Und genau in diesen Park soll es heute für mich gehen. Noch bin ich frei, denn den Arusha National Park werde ich auf einem Privatprogramm kennenlernen. Mit einem Safarifahrzeug fährt mich der Guide mit dem klangvollen Namen „Goodluck“ in den Park. Am Momella Gate werde ich einem bewaffneten Wildhüter für die nächsten zwei Stunden übergeben. Wir beide werden eine Fußsafari machen. 


Der Park, wie auch die Hatari Lodge, liegen etwas höher, so ist es hier kühler und es kommt vor, dass sich die Sonne nicht zeigt. Ein netter Nebeneffekt dieser Gegend ist, dass sie als malariafrei gelten soll. Ich hoffe, es ist so, denn ich habe meine Malariaprophylaxe auf den Tag genau geplant. Es sind sehr angenehme Temperaturen, es ist längst nicht so heiß wie in Deutschland bei meiner Abreise. Ich trage heute sogar eine Vliesjacke. 


Der Mount Meru liegt in den Wolken, ich sehe ihn nicht, als ich mit dem Wildhüter, mit  dem Gewehr über seiner Schulter hängend, losziehe. Ich hoffe, dieses Teil muss nicht zum Einsatz gebracht werden. Der Ranger zeigt mir Schädel von Wildtieren, die am Wegesrand drapiert wurden, weist mich auf verschiedene Pflanzen hin und siehe da, ganz nah lässt sich ein Warzenschwein blicken. Diese Tiere finde ich witzig, allerdings sollte man ihnen auch nicht per Pedes zu nah kommen. 

Wir laufen über eine freie, übersichtliche Fläche und dann mal wieder schmalere Pfade durch Busch- und Baumland. Ich frage mich, wie viele Tieraugen aus diesem Dickicht wohl gerade auf mich blicken und sich fragen, was diese beiden durchziehenden Gestalten hierher verschlagen hat. Aber vielleicht ist es den Tieren auch ziemlich egal. 


Weniger egal ist mir dann aber unsere nächste Begegnung. Vor Büffeln habe ich allergrößten Respekt und wie ich einmal las, sollte man vor einzelnen Büffeln noch mehr Respekt haben als vor einer größeren Gruppe. Während wir uns gerade auf einer weitläufigeren Ebene befinden, tritt eine Büffelmutter mit ihrem Teenagerkalb aus dem Dickicht heraus, zum Glück in einiger Entfernung, aber nichtsdestotrotz doch noch viel zu nah. Beide stoppen, die Mutter blickt zu uns, sie fressen erst einmal. Immer wieder schaut die Mutter zu uns auf. Dann ein weiteres Mal schaut die Mutter hoch, geht jedoch ein paar Schritte auf uns zu. Das Ganze sieht nicht freundlich aus. Mir wird sehr mulmig, ich möchte am liebsten den Rückzug antreten, doch der Wildhüter lässt mich nicht. Er merkt, dass mir nicht ganz wohl ist und sagt mir, ich solle ganz nah bei ihm bleiben und ich müsse nicht „scared“ sein, es wäre alles in Ordnung.

_ARBEITSAUFTRÄGE_.
(a) Beantworte diese Fragen zum Text über die Fußsafari:
(i) Welchen Namen trägt der Guide, der mit dem Safarifahrzeug in den Park fährt?
(ii) Welches Kleidungsstück trägt die erzählende Person an diesem Tag?
(iii) Welches Tier tritt zusammen mit seinem Teenagerkalb aus dem Dickicht heraus?
(b) Schreibe aus dem Text über die Fußsafari die Stelle ab, die mit „Wir laufen über“ beginnt und sich bis einschließlich „auch ziemlich egal.“ erstreckt.
Die Zeilen danach haben mit dem Text über die Fußsafari nichts zu tun.

_GESAMMELTES MATERIAL_.
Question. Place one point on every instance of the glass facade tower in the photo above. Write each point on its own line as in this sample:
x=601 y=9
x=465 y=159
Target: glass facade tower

_LÖSUNGEN IM EINZELNEN_.
(a)
(i) Der Guide heißt „Goodluck“.
(ii) Die erzählende Person trägt eine Vliesjacke.
(iii) Es ist eine Büffelmutter.

(b)
Wir laufen über eine freie, übersichtliche Fläche und dann mal wieder schmalere Pfade durch Busch- und Baumland. Ich frage mich, wie viele Tieraugen aus diesem Dickicht wohl gerade auf mich blicken und sich fragen, was diese beiden durchziehenden Gestalten hierher verschlagen hat. Aber vielleicht ist es den Tieren auch ziemlich egal.